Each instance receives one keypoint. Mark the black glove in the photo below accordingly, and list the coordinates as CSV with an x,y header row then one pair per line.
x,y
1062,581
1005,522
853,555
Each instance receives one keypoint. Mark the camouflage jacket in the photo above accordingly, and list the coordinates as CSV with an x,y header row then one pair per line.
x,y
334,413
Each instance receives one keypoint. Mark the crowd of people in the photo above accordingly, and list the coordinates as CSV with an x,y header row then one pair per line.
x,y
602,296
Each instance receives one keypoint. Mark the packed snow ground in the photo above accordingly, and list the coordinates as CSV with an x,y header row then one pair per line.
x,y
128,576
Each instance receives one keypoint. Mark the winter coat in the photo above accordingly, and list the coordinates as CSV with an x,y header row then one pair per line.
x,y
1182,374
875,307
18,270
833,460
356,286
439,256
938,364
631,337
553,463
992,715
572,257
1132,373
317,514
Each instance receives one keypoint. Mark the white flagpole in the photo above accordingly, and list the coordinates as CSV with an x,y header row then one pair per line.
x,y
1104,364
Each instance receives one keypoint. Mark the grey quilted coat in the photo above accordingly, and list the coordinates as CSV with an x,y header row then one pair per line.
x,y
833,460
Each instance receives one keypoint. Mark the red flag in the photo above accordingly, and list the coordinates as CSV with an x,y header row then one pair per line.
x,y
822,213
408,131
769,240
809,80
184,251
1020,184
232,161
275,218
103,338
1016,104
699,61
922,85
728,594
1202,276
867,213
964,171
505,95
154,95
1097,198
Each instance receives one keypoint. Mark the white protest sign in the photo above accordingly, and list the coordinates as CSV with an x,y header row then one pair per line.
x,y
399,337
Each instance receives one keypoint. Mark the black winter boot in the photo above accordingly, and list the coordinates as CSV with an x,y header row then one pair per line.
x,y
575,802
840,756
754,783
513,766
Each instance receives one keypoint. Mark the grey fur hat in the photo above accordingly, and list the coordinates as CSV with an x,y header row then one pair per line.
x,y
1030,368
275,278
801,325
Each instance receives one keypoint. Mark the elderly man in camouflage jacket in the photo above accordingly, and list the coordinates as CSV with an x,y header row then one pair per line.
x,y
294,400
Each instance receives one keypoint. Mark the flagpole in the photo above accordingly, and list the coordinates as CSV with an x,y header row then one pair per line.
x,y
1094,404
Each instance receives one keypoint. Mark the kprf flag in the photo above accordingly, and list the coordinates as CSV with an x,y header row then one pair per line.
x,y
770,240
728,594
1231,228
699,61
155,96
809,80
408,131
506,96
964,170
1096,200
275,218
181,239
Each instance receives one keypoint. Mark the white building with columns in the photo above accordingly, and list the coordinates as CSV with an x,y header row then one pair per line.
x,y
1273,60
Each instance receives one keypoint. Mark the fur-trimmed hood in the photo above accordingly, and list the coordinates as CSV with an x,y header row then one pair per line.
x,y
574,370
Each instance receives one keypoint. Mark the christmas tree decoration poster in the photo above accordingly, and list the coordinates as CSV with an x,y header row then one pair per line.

__PROMPT__
Look above for the line that holds "Each instance receives one keypoint. Mark the flagpole", then copy it and each line after it exactly, through the last line of the data.

__TASK RESPONSE__
Each instance receives one keypoint. Mark the flagpole in the photo above accordingly, and list the coordinates as CSV with an x,y header row then one pair per line.
x,y
1094,404
Each instance receives one keypoint. Mark the kprf flag in the photo above accordingly, and list the coordinates as CSV with an x,y header row then one pair per line.
x,y
770,240
728,594
1231,228
699,61
155,96
809,80
408,131
506,96
964,170
1096,200
275,218
181,239
Each instance receives one keypoint. Mark the white building with columns in the photo above accordingly, and list the coordinates as CSV with an x,y header row then one pair per line.
x,y
1273,60
Each instance receives one keypoint. Mark the fur-trimmed hood in the photo above accordingly, and list the coordinates as CSV with an x,y header row then one pair per line.
x,y
574,370
Each instance receives one keypoint. Mark the christmas tree decoration poster in the photo above accordingly, and list the coordinates as CSV with an x,y header row then one pair per line.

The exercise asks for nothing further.